# [SOURCE TEXT]
>> Start

Today virtio-vsock implements a 1:1 sendmsg():packet relationship
because it's simple.  But there's no need for the guest to enqueue
multiple VIRTIO_VSOCK_OP_RW packets when a single large packet could
combine all payloads for a connection.  This is not the same as
TCP_NODELAY but related.

I think it's worth exploring TCP_NODELAY and send_pkt_list merging.
Hopefully it won't make the code much more complicated.

Stefan
Stefan Hajnoczi April 8, 2019, 9:44 a.m. UTC | #9
On Mon, Apr 08, 2019 at 02:43:28PM +0800, Jason Wang wrote:
> Another thing that may help is to implement sendpage(), which will greatly
> improve the performance.

>> End

# [INFORMATION SUPPLIED]
>> Start

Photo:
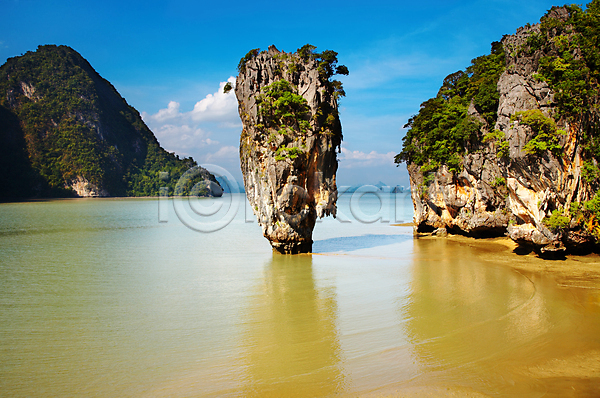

>> End

# [WRITTEN TASKS]
1. Answer these questions from the virtio-vsock message:
(a) What sendmsg():packet relationship does virtio-vsock implement today?
(b) Which two things does the writer consider worth exploring?
(c) Which function does the quoted remark suggest implementing to improve performance?
2. Rewrite the passage of the virtio-vsock message starting at "Today virtio-vsock implements" and ending at "improve the performance.", with "guest" changed to "host".
3. Carry on the virtio-vsock message from the point where it stops.
The material above plays no part in this exercise.

# [EXPECTED RESPONSES]
1.
(a) A 1:1 relationship.
(b) TCP_NODELAY and send_pkt_list merging.
(c) sendpage().

2.
Today virtio-vsock implements a 1:1 sendmsg():packet relationship
because it's simple.  But there's no need for the host to enqueue
multiple VIRTIO_VSOCK_OP_RW packets when a single large packet could
combine all payloads for a connection.  This is not the same as
TCP_NODELAY but related.

I think it's worth exploring TCP_NODELAY and send_pkt_list merging.
Hopefully it won't make the code much more complicated.

Stefan
Stefan Hajnoczi April 8, 2019, 9:44 a.m. UTC | #9
On Mon, Apr 08, 2019 at 02:43:28PM +0800, Jason Wang wrote:
> Another thing that may help is to implement sendpage(), which will greatly
> improve the performance.

3.
I can't find documentation for ->sendpage().  Is the idea that you get a
struct page for the payload and can do zero-copy tx?  (And can userspace
still write to the page, invalidating checksums in the header?)

Stefan
Jason Wang April 9, 2019, 8:36 a.m. UTC | #10
On 2019/4/8 下午5:44, Stefan Hajnoczi wrote:
> On Mon, Apr 08, 2019 at 02:43:28PM +0800, Jason Wang wrote:
>> Another thing that may help is to implement sendpage(), which will greatly
>> improve the performance.
> I can't find documentation for ->sendpage().  Is the idea that you get a
> struct page for the payload and can do zero-copy tx?


Yes.


>   (And can userspace
> still write to the page, invalidating checksums in the header?)
>
> Stefan


Userspace can still write to the page, but for correctness (e.g in the 
case of SPLICE_F_GIFT describe by vmsplice(2)), it should not do this. 
For vmsplice, it may hard to detect the time to reuse the page. Maybe we 
MSG_ZEROCOPY[1] is better.

Anyway, sendpage() could be still useful for sendfile() or splice().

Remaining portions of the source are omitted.